DIRECTIONS — From the start of the entries through the line containing "[[[252,123],[54,113],[0,117],[0,169],[256,168]]]", output the entries as a two-column CSV with the headers instruction and outline, one row per entry. Put each field in quotes and replace its line breaks with spaces.

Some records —
'''
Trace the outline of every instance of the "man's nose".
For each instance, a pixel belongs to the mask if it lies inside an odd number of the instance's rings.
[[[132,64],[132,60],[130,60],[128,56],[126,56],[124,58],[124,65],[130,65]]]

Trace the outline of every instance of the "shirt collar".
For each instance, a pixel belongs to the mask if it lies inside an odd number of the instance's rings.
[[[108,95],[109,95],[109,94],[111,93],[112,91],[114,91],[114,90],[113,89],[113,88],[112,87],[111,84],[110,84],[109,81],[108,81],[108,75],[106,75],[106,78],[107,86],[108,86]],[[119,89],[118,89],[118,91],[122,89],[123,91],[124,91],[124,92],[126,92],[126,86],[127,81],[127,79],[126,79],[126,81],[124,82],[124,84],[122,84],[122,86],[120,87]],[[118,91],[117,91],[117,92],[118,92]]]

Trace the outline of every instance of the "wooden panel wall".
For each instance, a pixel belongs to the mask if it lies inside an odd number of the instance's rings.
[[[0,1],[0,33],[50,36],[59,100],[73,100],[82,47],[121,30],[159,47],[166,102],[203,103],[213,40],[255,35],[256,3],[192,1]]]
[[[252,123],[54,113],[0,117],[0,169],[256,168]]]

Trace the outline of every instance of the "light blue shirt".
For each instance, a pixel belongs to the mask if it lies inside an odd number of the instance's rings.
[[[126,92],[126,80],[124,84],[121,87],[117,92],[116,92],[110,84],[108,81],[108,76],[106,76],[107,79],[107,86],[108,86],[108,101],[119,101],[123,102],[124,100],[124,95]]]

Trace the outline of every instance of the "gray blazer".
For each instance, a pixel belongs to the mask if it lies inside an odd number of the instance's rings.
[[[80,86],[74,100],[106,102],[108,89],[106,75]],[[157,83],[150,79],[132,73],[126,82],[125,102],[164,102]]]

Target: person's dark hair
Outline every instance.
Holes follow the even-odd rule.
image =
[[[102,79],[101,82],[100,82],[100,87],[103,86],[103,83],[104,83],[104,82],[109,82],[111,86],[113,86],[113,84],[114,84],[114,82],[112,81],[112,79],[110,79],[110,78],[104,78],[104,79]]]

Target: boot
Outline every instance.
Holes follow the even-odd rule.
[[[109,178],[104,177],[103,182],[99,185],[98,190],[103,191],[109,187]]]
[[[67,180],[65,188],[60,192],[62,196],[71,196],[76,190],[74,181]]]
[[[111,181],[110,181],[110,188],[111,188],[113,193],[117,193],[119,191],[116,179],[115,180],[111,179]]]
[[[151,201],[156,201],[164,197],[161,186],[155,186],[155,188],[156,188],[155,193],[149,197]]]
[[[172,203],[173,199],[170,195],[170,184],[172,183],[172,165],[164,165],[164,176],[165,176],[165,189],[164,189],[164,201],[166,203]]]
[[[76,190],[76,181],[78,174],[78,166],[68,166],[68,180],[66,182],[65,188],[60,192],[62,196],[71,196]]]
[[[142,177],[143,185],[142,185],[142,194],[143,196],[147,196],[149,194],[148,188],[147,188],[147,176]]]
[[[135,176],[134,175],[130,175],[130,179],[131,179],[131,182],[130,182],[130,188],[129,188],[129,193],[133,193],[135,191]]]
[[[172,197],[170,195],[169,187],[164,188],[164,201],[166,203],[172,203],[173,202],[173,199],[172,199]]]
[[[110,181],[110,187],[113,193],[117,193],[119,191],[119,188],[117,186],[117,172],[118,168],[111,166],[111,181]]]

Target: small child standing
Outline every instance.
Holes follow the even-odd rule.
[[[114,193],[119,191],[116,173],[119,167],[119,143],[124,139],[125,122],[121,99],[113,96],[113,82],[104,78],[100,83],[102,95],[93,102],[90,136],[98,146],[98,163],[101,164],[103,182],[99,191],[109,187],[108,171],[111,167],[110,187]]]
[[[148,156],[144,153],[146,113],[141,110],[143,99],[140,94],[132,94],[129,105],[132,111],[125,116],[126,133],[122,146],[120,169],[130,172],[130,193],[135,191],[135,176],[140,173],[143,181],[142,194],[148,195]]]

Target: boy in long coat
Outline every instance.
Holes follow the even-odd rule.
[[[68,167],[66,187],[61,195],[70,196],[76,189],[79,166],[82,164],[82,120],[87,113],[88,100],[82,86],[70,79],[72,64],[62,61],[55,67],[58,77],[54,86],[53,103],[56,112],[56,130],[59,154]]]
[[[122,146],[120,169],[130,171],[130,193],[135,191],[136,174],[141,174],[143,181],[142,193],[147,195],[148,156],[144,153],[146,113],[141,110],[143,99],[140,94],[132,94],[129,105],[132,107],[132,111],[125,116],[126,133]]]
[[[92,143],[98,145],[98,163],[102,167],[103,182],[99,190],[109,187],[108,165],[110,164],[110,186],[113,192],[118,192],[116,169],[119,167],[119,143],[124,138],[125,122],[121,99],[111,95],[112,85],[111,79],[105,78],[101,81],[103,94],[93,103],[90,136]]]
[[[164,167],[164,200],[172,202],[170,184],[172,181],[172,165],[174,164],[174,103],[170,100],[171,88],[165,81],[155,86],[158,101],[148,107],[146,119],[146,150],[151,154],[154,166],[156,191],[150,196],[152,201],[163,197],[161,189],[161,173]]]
'''
TASK OUTPUT —
instruction,outline
"Trace the outline of every instance of the ""man's nose"". For each instance, a pixel belongs to the mask if it lies inside an odd number of the instance's rings.","[[[132,64],[132,60],[130,60],[128,56],[126,56],[124,58],[124,65],[130,65]]]"
"Trace the outline of every instance of the ""shirt collar"". For each instance, a pixel belongs to the mask if it lies inside an odd number of the instance's rings.","[[[108,95],[109,95],[109,94],[111,93],[112,91],[114,91],[114,90],[113,89],[113,88],[112,87],[111,84],[110,84],[109,81],[108,81],[108,75],[106,75],[106,78],[107,86],[108,86]],[[119,89],[118,89],[118,91],[122,89],[123,91],[124,91],[124,92],[126,92],[126,86],[127,81],[127,79],[126,79],[126,81],[124,82],[124,84],[122,84],[122,86],[120,87]],[[118,91],[117,91],[117,92],[118,92]]]"
"Trace the outline of every instance of the ""wooden panel wall"". For each instance, a pixel belongs to the mask if it lies inside an odd number of the instance's rings.","[[[0,1],[0,33],[50,36],[59,100],[73,100],[82,47],[121,30],[159,47],[166,102],[203,103],[213,40],[255,35],[256,3],[192,1]]] [[[252,123],[54,113],[0,117],[0,169],[256,168]]]"